Start

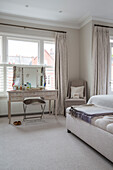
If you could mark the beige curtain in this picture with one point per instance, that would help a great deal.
(101, 61)
(61, 70)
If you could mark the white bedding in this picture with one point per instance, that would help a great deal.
(102, 100)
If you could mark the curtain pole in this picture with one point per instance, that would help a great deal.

End

Goal
Please rewrite the entries above, changing "help a great deal" to "be very useful" and keeping everything else the same. Omit the pictures from your version.

Reply to the exercise
If you could mark the beige curtain in this picture with one point per instance, that would be very useful.
(101, 61)
(61, 70)
If you could mark the white bedding in this picture with one point per instance, that would be very useful.
(102, 100)
If you could mark the curtain pole in this picture with one point per instance, that would be very useful.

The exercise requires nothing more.